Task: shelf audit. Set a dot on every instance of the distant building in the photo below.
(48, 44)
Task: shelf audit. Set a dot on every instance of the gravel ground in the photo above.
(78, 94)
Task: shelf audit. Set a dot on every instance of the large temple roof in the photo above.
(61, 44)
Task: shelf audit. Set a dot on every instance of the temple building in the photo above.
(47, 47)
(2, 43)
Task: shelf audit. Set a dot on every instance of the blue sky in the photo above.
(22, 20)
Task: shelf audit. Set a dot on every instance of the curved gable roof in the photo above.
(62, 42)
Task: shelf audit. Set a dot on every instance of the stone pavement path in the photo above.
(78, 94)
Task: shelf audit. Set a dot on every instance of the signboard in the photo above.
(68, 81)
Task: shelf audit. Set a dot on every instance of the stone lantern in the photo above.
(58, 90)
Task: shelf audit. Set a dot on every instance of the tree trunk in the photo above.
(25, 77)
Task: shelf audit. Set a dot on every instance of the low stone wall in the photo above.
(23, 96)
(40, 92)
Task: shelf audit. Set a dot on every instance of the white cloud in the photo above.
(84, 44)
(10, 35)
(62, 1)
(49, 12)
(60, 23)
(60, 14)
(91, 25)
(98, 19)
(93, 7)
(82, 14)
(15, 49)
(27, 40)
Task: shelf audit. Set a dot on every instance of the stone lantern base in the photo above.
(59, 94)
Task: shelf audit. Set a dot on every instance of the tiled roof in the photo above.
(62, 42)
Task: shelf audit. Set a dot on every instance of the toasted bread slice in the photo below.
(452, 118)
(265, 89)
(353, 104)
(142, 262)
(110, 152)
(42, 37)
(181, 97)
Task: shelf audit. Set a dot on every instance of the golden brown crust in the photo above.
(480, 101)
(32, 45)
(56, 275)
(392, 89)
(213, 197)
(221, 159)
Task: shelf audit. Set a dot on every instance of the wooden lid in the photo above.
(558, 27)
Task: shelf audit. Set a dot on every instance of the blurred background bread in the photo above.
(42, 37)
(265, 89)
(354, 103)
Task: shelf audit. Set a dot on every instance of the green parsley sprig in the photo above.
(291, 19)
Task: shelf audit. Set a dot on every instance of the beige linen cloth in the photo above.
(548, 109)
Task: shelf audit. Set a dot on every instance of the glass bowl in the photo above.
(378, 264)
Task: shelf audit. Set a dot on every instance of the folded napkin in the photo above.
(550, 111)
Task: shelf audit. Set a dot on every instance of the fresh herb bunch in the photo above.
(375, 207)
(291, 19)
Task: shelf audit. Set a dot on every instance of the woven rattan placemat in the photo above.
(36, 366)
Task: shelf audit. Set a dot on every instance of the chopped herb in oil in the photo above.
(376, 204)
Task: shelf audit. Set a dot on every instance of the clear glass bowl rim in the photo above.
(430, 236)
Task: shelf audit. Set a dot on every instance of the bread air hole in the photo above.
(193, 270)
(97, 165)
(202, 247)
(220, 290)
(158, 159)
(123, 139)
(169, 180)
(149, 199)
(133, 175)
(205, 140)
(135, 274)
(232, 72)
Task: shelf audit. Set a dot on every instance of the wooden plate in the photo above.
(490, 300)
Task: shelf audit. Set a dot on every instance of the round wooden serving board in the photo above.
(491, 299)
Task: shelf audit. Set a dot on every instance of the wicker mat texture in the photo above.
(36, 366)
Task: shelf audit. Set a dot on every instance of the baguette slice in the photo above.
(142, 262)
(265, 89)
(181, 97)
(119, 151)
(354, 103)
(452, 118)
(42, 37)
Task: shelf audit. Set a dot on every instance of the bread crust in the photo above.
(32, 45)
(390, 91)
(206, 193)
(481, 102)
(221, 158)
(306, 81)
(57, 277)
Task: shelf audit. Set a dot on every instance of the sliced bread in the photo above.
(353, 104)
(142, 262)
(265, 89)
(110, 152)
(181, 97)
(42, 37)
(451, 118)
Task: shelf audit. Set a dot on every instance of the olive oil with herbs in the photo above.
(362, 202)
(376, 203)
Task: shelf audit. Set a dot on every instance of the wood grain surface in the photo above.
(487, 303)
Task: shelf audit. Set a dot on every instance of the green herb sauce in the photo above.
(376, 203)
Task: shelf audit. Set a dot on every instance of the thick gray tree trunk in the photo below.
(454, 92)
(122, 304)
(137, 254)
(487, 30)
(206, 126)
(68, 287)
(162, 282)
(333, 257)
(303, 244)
──────────────────────────────
→ To do
Transcribe every entry verbatim.

→ Exercise output
Task: shelf audit. Set a dot on every instance of the distant building in the photo below.
(48, 44)
Task: shelf audit. Set a dot on every instance of the gravel ground in the photo above.
(78, 94)
Task: shelf audit. Set a dot on every instance of the large temple roof in the photo above.
(61, 44)
Task: shelf audit. Set a dot on every instance of the temple building in the photo above.
(47, 47)
(2, 43)
Task: shelf audit. Set a dot on every instance of the blue sky in the photo above.
(22, 20)
Task: shelf audit. Set a dot on every instance of the curved gable roof in the photo above.
(62, 42)
Task: shelf audit. Set a dot on every instance of the stone pavement path in the photo above.
(78, 94)
Task: shelf audit. Set a dot on every instance of the signboard in the photo above.
(68, 81)
Task: shelf audit. Set a dot on every instance of the stone lantern in the photo above.
(58, 90)
Task: shelf audit. Set a dot on every instance of the tree trunk in the photo above.
(25, 77)
Task: shelf audit. Set a dot on every instance of the low stone wall in the photo above.
(23, 96)
(40, 92)
Task: shelf audit. Set a dot on every instance of the white cloud in the photo above.
(84, 44)
(10, 35)
(62, 1)
(49, 12)
(60, 23)
(60, 14)
(91, 25)
(98, 19)
(93, 7)
(82, 14)
(15, 49)
(27, 40)
Task: shelf audit. Set a dot on every instance of the stone lantern base in the photo above.
(59, 94)
Task: shelf audit. Set a dot on every instance of the tiled roof in the photo above.
(62, 42)
Task: shelf audit. Set a dot on every instance of the toasted bread slice in the photo below.
(452, 118)
(265, 89)
(353, 104)
(142, 262)
(110, 152)
(42, 37)
(181, 97)
Task: shelf audit. Set a dot on every instance of the golden brown crust in the photo above.
(480, 101)
(32, 45)
(56, 275)
(392, 89)
(213, 197)
(221, 159)
Task: shelf audit. Set a dot on every instance of the wooden lid in the photo above.
(558, 27)
Task: shelf audit. Set a dot on every instance of the blurred background bread in the photo above.
(42, 37)
(265, 89)
(354, 103)
Task: shelf audit. Set a dot on every instance of the green parsley sprig in the photo above.
(291, 19)
Task: shelf audit. Set a dot on every instance of the beige linen cloth in the photo above.
(548, 109)
Task: shelf audit. Set a dot on every instance of the glass bowl in the photo above.
(378, 264)
Task: shelf audit. Set a dot on every instance of the folded napkin in the photo above.
(550, 111)
Task: shelf audit. Set a dot on every instance of the fresh herb bunch in the photo above.
(375, 207)
(291, 19)
Task: shelf audit. Set a dot on every instance of the woven rattan placemat in the photo above.
(36, 366)
Task: shelf audit. Set a dot on every instance of the chopped herb in oil in the photo above.
(376, 204)
Task: shelf audit. Set a dot on every instance of the clear glass bowl rim in the photo above.
(430, 236)
Task: shelf audit. Set a dot on every instance of the bread air hole in the photo above.
(193, 270)
(97, 165)
(202, 247)
(220, 290)
(158, 159)
(123, 139)
(169, 180)
(149, 199)
(133, 175)
(205, 140)
(135, 274)
(232, 72)
Task: shelf audit. Set a dot on every instance of the wooden plate in the photo above.
(490, 300)
Task: shelf audit. Set a dot on every instance of the round wooden serving board in the photo above.
(491, 299)
Task: shelf audit. Set a dot on every instance of the wicker mat texture in the photo above.
(36, 366)
Task: shelf audit. Set a dot on every instance of the baguette slice in the photo above.
(142, 262)
(265, 89)
(181, 97)
(119, 151)
(354, 103)
(452, 118)
(42, 37)
Task: shelf audit. Set a dot on every instance of the bread crust in the photo above.
(32, 45)
(390, 91)
(206, 193)
(481, 102)
(221, 158)
(306, 81)
(57, 277)
Task: shelf audit. Set a dot on every instance of the sliced bread in the photo above.
(353, 104)
(142, 262)
(265, 89)
(110, 152)
(181, 97)
(42, 37)
(451, 118)
Task: shelf audit. Set a dot on every instance of the olive oil with herbs in the photo above.
(362, 202)
(376, 203)
Task: shelf audit. Set a dot on every instance of the wood grain surface in the photo above.
(487, 303)
Task: shelf audit. Set a dot on every instance of the green herb sauce in the photo above.
(376, 203)
Task: shelf audit. Set a dot on every instance of the thick gray tree trunk in the photo below.
(454, 92)
(122, 304)
(137, 254)
(487, 30)
(206, 126)
(68, 287)
(162, 282)
(333, 257)
(303, 244)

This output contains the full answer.